EXERCISE DIRECTIONS |
For every record below, write out an exact copy.

RAW DATA |
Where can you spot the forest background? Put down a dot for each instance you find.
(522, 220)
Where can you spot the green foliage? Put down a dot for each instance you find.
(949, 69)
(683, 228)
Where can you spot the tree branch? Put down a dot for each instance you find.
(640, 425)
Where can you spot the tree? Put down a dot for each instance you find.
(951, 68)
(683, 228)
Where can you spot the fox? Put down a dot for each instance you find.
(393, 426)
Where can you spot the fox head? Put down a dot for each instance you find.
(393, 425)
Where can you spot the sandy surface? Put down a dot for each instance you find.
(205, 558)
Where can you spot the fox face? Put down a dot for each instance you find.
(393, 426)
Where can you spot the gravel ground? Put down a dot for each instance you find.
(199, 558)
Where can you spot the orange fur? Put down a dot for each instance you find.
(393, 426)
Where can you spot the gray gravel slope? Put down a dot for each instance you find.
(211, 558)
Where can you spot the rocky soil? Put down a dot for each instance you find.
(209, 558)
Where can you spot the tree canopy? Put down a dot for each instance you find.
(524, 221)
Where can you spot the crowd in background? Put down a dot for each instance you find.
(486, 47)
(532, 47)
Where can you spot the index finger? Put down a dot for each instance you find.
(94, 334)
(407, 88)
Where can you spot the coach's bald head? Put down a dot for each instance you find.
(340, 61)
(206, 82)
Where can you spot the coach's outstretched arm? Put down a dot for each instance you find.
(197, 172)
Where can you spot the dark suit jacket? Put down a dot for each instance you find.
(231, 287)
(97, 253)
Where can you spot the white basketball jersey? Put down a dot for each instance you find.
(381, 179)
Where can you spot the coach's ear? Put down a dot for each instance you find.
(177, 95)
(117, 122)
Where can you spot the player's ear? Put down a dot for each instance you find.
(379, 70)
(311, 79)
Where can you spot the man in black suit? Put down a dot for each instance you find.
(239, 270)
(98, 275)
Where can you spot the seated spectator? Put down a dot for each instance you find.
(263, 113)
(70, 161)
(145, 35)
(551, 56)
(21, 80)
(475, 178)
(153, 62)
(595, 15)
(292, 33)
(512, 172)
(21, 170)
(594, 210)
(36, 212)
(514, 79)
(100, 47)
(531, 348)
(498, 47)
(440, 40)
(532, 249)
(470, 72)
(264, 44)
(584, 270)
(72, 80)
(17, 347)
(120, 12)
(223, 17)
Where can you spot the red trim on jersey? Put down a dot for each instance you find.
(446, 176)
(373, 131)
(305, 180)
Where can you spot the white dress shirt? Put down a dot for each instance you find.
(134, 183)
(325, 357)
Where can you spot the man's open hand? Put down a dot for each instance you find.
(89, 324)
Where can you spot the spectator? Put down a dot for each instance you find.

RESPONSE |
Where can you spot the forest background? Put down a dot for each instance you find.
(522, 220)
Where can you spot the green foliage? Put down a dot for each instance you find.
(949, 69)
(683, 228)
Where can you spot the tree branch? Put down a dot for each instance you find.
(640, 425)
Where can you spot the tree? Put down a dot for each instance you find.
(951, 68)
(683, 228)
Where can you spot the fox? Put down a dot for each instance you find.
(393, 426)
Where can you spot the fox head? Put down a dot for each instance you find.
(393, 425)
Where can you spot the sandy surface? Put down a dot for each instance you find.
(205, 558)
Where can you spot the fox face? Put down a dot for each instance you find.
(393, 426)
Where can you spot the gravel ground? Put down a dot for each instance you find.
(199, 558)
Where can you spot the orange fur? Put down a dot for each instance you find.
(393, 426)
Where can you spot the gray gravel slope? Put down a dot for each instance you find.
(211, 558)
Where can you spot the rocky soil? Put down a dot for each instance you find.
(209, 558)
Where can you spot the tree canopy? Put down a dot for each instance you find.
(524, 221)
Where can you spot the crowd in background? Put down a dot for each instance you find.
(486, 47)
(532, 47)
Where can you spot the index finger? Put down a dot for each instance you find.
(94, 334)
(407, 88)
Where can you spot the coach's bald head? Put down a dot for each instance you find.
(340, 61)
(206, 82)
Where can you spot the coach's outstretched arm? Put down a dot for each instance you find.
(197, 172)
Where can you spot the dark suit jacket? Put down a dot for each instance you find.
(231, 287)
(97, 253)
Where can you spot the white basketball jersey? Put down a dot for each instance you find.
(381, 179)
Where can you spot the coach's ear? Put down a dot for each instance you find.
(177, 95)
(117, 122)
Where can you spot the player's ear? Put down a dot for each instance you find.
(379, 70)
(311, 79)
Where can you spot the man in black suit? Put down a dot for each instance you find.
(239, 270)
(98, 275)
Where can you spot the seated spectator? Put down a dot for each instance you find.
(263, 113)
(70, 161)
(145, 35)
(551, 56)
(21, 80)
(475, 178)
(153, 62)
(595, 15)
(292, 33)
(512, 172)
(21, 170)
(594, 210)
(36, 212)
(514, 79)
(100, 47)
(531, 348)
(498, 47)
(440, 40)
(532, 249)
(470, 72)
(264, 44)
(584, 270)
(72, 80)
(17, 347)
(120, 12)
(223, 17)
Where can you spot the red trim on jersey? Put down a dot for each instance you find.
(446, 176)
(373, 131)
(305, 180)
Where can you spot the white dress shirt? Put down a dot for each instance you find.
(134, 183)
(325, 357)
Where can you spot the man's open hand? Put down a dot for each instance you find.
(89, 324)
Where can you spot the spectator? Put down a dot for each instance you find.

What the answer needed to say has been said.